▶ **PROBLEM TO SOLVE**: Which lines in the records contain the word "bird"? Report each of those lines in full.

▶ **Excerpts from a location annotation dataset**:
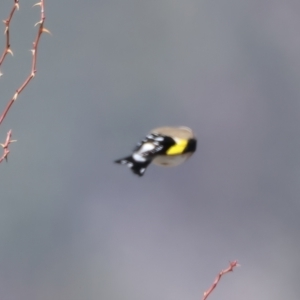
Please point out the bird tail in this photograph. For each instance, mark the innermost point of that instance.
(136, 167)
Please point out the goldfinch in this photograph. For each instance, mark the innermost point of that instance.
(164, 146)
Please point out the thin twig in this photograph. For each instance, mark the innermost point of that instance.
(5, 146)
(33, 70)
(229, 269)
(34, 59)
(7, 48)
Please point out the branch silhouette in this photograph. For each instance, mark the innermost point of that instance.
(7, 50)
(229, 269)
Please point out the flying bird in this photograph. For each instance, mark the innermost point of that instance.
(164, 146)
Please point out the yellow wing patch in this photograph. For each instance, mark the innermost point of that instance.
(178, 148)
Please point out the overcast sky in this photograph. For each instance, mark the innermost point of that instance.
(74, 225)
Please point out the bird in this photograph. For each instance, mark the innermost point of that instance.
(164, 146)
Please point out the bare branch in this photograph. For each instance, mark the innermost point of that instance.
(34, 51)
(5, 146)
(229, 269)
(7, 48)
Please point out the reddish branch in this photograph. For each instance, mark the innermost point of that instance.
(34, 51)
(6, 32)
(229, 269)
(5, 146)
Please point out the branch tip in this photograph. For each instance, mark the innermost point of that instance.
(14, 98)
(10, 52)
(37, 4)
(46, 31)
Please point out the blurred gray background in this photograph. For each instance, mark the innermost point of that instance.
(73, 225)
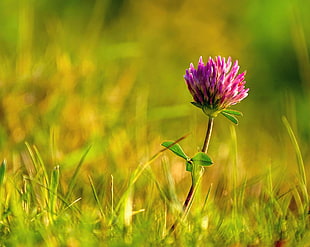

▶ **REPLY TO THE EXERCISE**:
Please point out the bird tail in this photograph. For each instance, mark the innermost point of that instance.
Please point out the flying bird in this photograph. For each instance, mark the innermost point of that instance.
Please point out the bird in this photograph. For each instance, mark the innermost point of that instance.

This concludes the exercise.